### The request
Starting at the beginning of the records and ending at the line that contains "pixel 375 129", write out every line again, shifting each answer coordinate by -19 and leaving all other text unchanged.
** start Input for this task **
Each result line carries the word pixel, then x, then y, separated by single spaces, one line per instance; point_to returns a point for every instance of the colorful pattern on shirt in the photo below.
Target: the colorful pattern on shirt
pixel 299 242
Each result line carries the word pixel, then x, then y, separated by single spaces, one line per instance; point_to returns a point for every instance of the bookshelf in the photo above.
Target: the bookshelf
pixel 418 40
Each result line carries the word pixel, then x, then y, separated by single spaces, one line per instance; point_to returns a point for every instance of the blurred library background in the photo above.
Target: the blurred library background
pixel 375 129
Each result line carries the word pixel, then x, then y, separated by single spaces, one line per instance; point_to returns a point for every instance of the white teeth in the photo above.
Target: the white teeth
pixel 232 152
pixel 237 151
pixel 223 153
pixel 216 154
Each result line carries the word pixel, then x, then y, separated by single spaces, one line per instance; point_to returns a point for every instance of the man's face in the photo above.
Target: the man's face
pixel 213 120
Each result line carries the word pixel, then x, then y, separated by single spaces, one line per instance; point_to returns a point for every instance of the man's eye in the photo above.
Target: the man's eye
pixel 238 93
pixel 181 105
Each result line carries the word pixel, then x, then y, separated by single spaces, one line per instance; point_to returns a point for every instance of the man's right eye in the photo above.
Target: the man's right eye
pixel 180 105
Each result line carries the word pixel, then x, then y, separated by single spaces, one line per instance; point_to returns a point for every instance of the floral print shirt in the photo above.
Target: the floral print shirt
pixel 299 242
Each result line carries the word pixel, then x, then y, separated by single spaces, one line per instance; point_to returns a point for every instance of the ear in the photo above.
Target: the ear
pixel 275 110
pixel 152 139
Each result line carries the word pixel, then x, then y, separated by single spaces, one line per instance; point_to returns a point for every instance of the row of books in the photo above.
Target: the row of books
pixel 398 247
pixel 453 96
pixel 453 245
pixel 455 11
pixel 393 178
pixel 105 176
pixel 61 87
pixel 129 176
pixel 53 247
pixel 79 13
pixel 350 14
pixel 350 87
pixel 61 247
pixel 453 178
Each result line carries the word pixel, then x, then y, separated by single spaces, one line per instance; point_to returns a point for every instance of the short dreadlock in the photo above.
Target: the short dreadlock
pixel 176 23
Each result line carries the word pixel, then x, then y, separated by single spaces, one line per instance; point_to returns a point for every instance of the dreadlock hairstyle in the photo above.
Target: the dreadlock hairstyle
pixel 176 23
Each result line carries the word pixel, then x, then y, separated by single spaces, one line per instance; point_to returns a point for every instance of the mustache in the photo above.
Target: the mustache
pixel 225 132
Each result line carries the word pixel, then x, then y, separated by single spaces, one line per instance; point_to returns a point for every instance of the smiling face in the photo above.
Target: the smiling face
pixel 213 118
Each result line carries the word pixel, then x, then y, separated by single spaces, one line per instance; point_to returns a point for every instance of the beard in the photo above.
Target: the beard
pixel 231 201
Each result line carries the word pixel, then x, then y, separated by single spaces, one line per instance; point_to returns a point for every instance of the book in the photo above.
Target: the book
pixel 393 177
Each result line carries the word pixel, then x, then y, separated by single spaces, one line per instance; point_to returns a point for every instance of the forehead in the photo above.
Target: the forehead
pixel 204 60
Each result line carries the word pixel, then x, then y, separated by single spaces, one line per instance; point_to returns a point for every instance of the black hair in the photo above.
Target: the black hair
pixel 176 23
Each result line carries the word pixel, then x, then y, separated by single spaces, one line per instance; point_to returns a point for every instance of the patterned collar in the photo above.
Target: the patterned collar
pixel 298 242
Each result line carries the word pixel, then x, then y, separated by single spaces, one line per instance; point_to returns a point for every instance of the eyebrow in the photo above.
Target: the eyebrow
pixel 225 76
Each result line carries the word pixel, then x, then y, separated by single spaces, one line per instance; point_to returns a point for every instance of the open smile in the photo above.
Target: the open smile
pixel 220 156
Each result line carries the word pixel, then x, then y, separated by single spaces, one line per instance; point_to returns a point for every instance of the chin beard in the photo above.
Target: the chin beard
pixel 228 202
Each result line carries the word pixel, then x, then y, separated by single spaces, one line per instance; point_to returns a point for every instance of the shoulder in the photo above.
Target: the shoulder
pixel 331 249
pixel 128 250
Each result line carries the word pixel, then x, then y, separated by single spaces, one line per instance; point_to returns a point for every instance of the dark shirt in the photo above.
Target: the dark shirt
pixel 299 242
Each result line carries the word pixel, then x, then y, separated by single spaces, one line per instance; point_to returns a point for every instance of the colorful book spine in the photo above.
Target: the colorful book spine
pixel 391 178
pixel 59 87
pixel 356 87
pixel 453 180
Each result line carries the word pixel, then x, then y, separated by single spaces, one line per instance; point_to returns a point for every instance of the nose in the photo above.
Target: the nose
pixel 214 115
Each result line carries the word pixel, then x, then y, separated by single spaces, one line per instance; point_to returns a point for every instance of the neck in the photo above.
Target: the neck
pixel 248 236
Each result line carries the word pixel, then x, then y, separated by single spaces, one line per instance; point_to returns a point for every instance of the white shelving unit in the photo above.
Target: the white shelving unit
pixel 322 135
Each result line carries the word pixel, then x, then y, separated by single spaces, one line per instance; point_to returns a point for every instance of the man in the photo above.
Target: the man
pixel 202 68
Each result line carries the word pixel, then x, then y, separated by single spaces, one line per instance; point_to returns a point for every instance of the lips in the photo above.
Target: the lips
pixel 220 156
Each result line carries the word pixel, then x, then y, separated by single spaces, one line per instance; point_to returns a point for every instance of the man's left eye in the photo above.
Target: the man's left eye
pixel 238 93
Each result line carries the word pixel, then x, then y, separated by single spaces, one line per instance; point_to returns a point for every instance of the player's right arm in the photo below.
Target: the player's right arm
** end Input for this task **
### Full solution
Each result line carries the word pixel, then x, then y, separated by single spaces, one line per instance; point_to returns a point for every instance of the colorful pattern on shirt in the photo below.
Target: the colorful pattern on shirt
pixel 280 223
Each result line carries the word pixel, then x, then y, separated by single spaces, one line per instance; point_to returns a point for every instance of the bookshelf in the photo above.
Target: the bookshelf
pixel 399 21
Each result line carries the word pixel, then x, then y, separated by single spaces, one line per instance; point_to returns a point for every instance of the blurred library background in the photo above.
Target: the blurred library background
pixel 356 110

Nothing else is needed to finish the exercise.